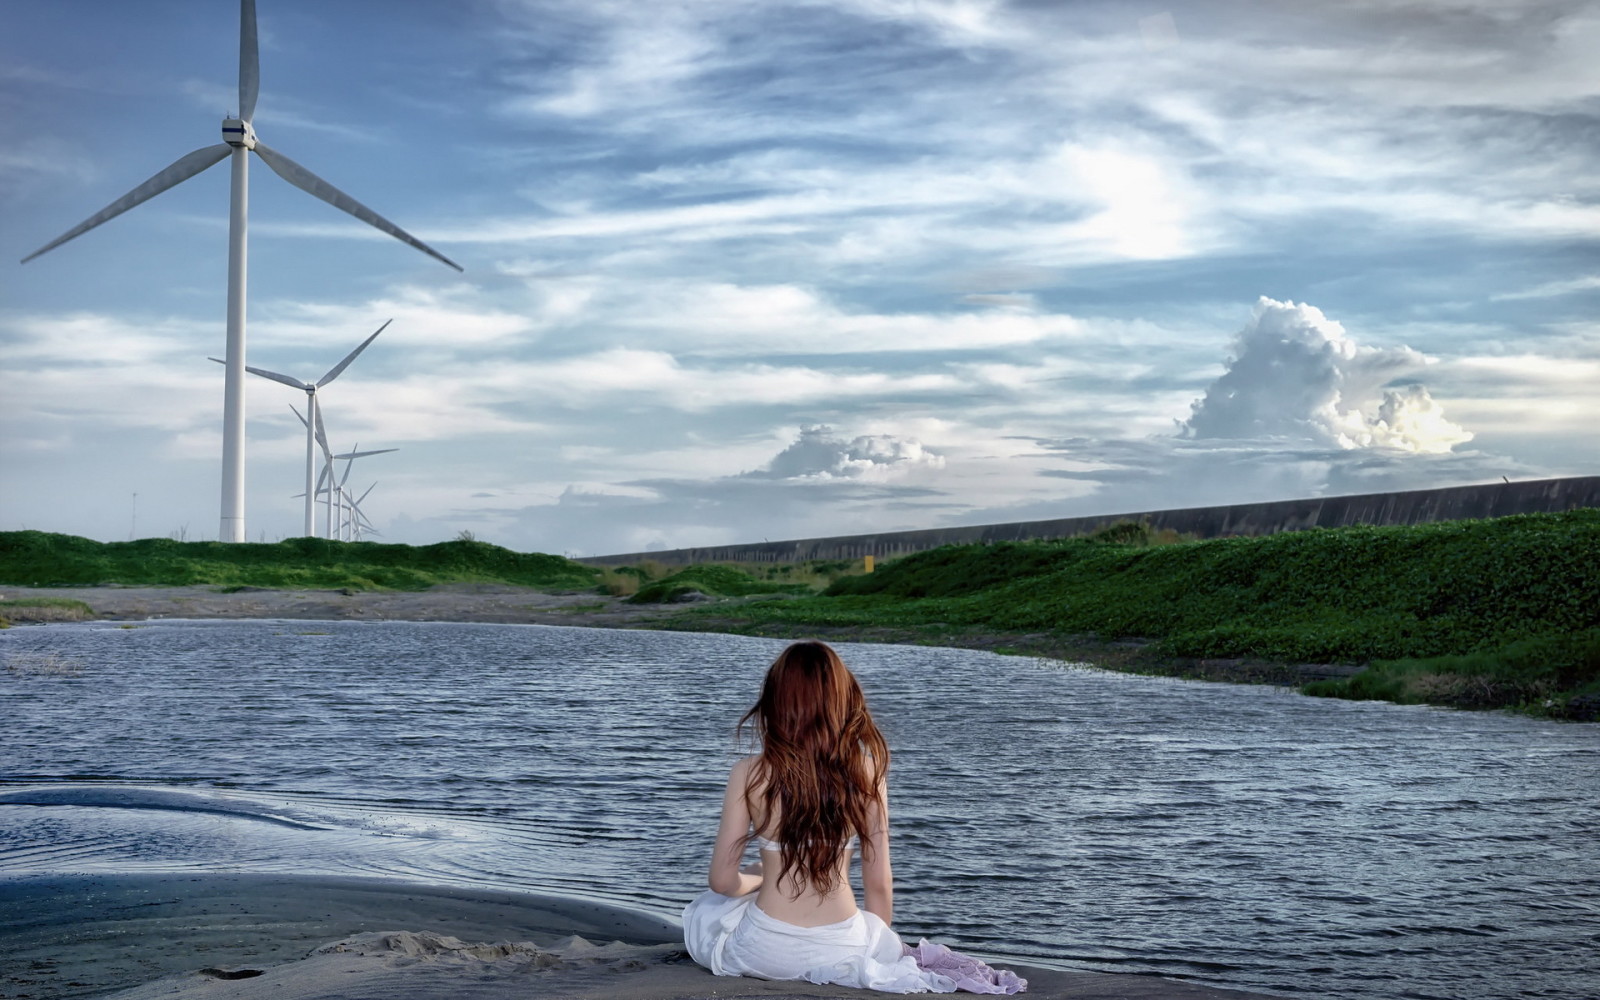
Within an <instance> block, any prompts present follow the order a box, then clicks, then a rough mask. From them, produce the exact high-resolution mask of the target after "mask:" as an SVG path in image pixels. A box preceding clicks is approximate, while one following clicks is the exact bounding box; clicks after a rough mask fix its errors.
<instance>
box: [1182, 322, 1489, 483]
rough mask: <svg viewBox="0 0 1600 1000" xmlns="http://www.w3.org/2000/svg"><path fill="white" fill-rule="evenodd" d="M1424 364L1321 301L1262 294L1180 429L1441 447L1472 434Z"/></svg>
mask: <svg viewBox="0 0 1600 1000" xmlns="http://www.w3.org/2000/svg"><path fill="white" fill-rule="evenodd" d="M1426 363H1427V358H1424V357H1422V355H1421V354H1419V352H1416V350H1413V349H1410V347H1365V346H1360V344H1357V342H1355V341H1352V339H1350V338H1349V336H1347V334H1346V331H1344V326H1341V325H1339V323H1336V322H1334V320H1330V318H1328V317H1325V315H1323V314H1322V310H1320V309H1317V307H1314V306H1307V304H1296V302H1278V301H1275V299H1269V298H1266V296H1262V298H1261V301H1259V302H1256V310H1254V315H1253V317H1251V320H1250V323H1246V325H1245V328H1243V330H1240V331H1238V336H1237V338H1235V341H1234V357H1232V358H1230V360H1229V363H1227V371H1224V373H1222V374H1221V376H1219V378H1218V379H1216V381H1214V382H1211V386H1210V387H1208V389H1206V392H1205V395H1203V397H1202V398H1198V400H1195V403H1194V406H1192V413H1190V414H1189V419H1187V421H1184V424H1182V435H1184V437H1189V438H1290V440H1306V442H1312V443H1317V445H1333V446H1338V448H1344V450H1355V448H1389V450H1395V451H1413V453H1427V454H1443V453H1446V451H1450V450H1451V448H1454V446H1456V445H1459V443H1462V442H1467V440H1472V434H1470V432H1469V430H1464V429H1462V427H1461V426H1458V424H1454V422H1451V421H1450V419H1448V418H1446V416H1445V413H1443V408H1442V406H1440V405H1438V402H1435V400H1434V398H1432V397H1430V395H1429V392H1427V387H1426V386H1422V384H1419V382H1416V381H1410V376H1413V374H1414V373H1418V371H1421V370H1422V368H1424V366H1426Z"/></svg>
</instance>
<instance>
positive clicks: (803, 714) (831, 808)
mask: <svg viewBox="0 0 1600 1000" xmlns="http://www.w3.org/2000/svg"><path fill="white" fill-rule="evenodd" d="M746 723H754V726H755V733H757V736H760V739H762V755H760V757H758V758H757V762H755V768H754V770H752V771H750V786H749V789H755V787H758V786H765V787H763V792H762V800H763V805H765V814H766V818H768V819H770V818H771V816H774V814H776V816H778V818H779V819H778V830H776V837H774V838H776V840H778V842H779V843H782V853H781V854H779V858H781V866H779V869H778V878H782V875H784V874H786V872H797V874H798V877H800V880H803V882H805V883H808V885H811V886H813V888H814V890H816V891H818V893H824V894H826V893H829V891H830V890H832V888H834V882H835V880H837V878H838V853H840V850H842V848H843V845H845V842H846V840H848V838H850V835H851V834H854V835H858V837H861V845H862V846H861V850H862V851H869V850H872V848H870V845H869V835H870V832H872V826H874V824H875V822H877V814H878V805H880V802H878V789H880V787H882V784H883V776H885V774H886V773H888V770H890V747H888V744H885V742H883V734H882V733H878V726H877V723H874V722H872V714H870V712H867V699H866V696H864V694H862V693H861V685H859V683H858V682H856V675H854V674H851V672H850V669H846V667H845V662H843V661H842V659H840V658H838V653H835V651H834V650H832V648H830V646H827V645H826V643H819V642H797V643H794V645H790V646H789V648H787V650H784V651H782V653H779V654H778V659H774V661H773V666H771V669H768V670H766V680H765V682H763V683H762V696H760V699H758V701H757V702H755V707H752V709H750V710H749V712H746V714H744V717H742V718H739V726H738V728H739V731H742V730H744V726H746ZM749 789H746V794H749ZM774 810H776V813H774ZM752 837H754V834H752ZM798 891H800V886H798V885H797V886H795V893H797V894H798Z"/></svg>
----
TASK TO COMPLETE:
Each line in the records that carries "instance" must be copied out.

ANSWER TO THIS PROBLEM:
Within an <instance> block, any prompts present follow the order a box, then clicks, then a rough mask. From them, produce the exact high-resolution mask of the target after "mask:" as an SVG path in image pixels. A box preceding clicks is approximate, while one following clicks is the exact bounding box; clicks after a rough mask fix its errors.
<instance>
</instance>
<instance>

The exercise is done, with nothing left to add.